**Given passage**
★ ★ ★ ★ ★ ★ ★
It says your problem right in the error: You can't index a list with a string:

>>> [1]['0']
Traceback (most recent call last):
  File "<stdin>", line 1, in <module>
TypeError: list indices must be integers, not str
>>> [1][0]
1
>>>

But you do it here:

snow = parsed_json['history']['dailysummary']['0']

To fix your problem, make your indexes integers:

snow = parsed_json['history']['dailysummary'][0]
  • Thank you for the quick response. Apologies as I am new to this. All that is being returned is a list with all the variable keys and their values. So this is a long list, but I want to pull specific values out for fog, maxdailytemp, etc. – user2719147 Aug 26 '13 at 19:06
  • @user2719147 - Then that isn't a list, but a dictionary. And, to access a value in a dictionary, use it's corresponding key like so: `mydict[key]` –  Aug 26 '13 at 19:11
  • well, when i check the type I am getting it back as a list with only 1 value. This is the whole problem otherwise I would grab the value without a problem. I don't know where things went wrong. – user2719147 Aug 26 '13 at 19:15
  • Maybe I should propose the question in another way. How can I get the daily summary values of fog, rain, snow, hail, thunder, etc from teh Weather Underground API? – user2719147 Aug 26 '13 at 19:23
1

I had a similar problem. Since it is a list of length 1, you can access the list item by the index 0. Now, if you check the type of the value item in index 0, it is a dictionary.
★ ★ ★ ★ ★ ★ ★
**Recorded information**
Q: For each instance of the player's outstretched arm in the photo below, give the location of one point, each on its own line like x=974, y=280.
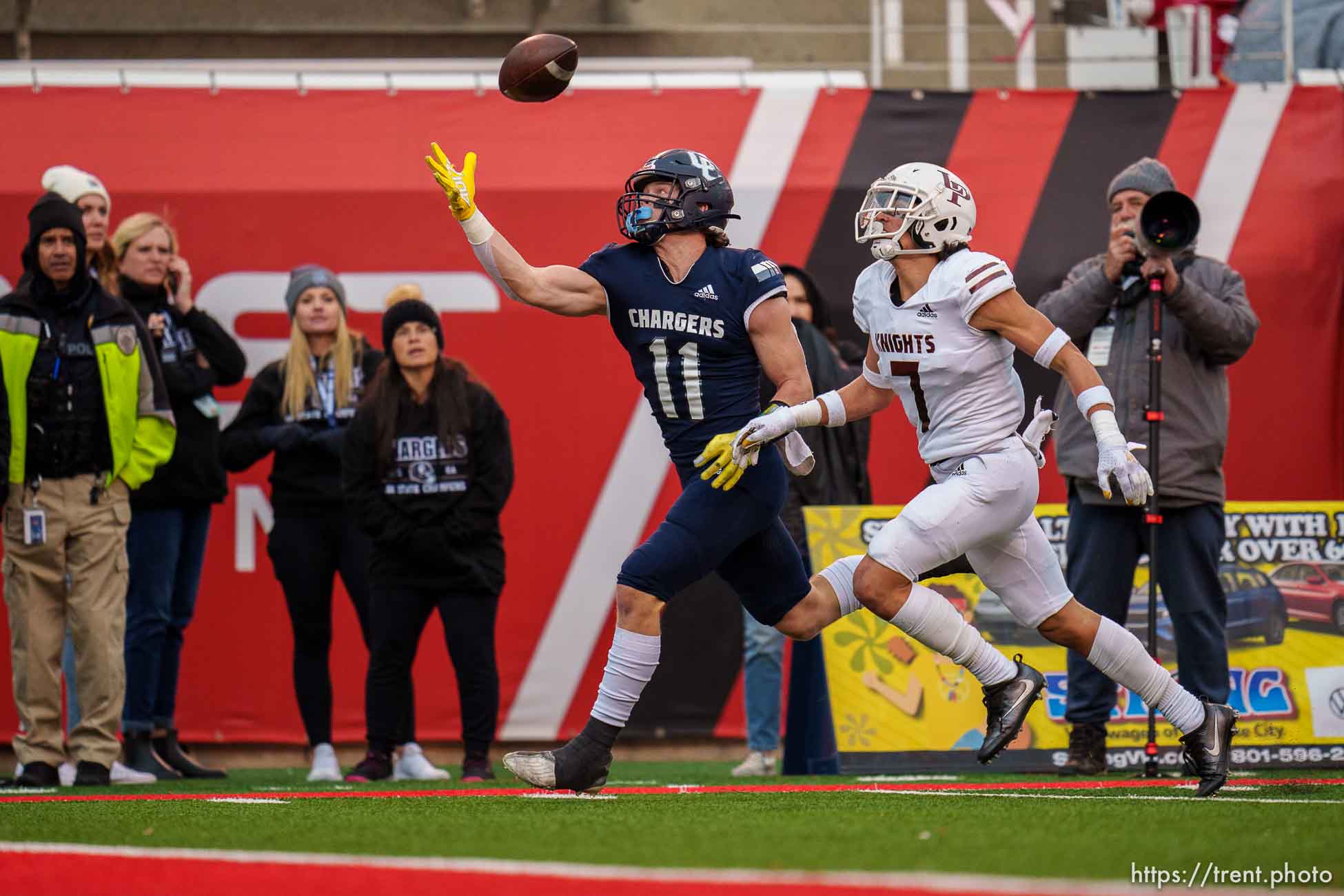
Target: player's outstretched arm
★ ★ ★ ★ ★ ★ ★
In the Python indexing discussion, why does the line snow = parsed_json['history']['dailysummary']['0'] fail, and what change fixes it? Answer in one to three sentences.

It fails because '0' is a string, and a list cannot be indexed with a string, as the error "list indices must be integers, not str" states. The fix is to make the index an integer: snow = parsed_json['history']['dailysummary'][0].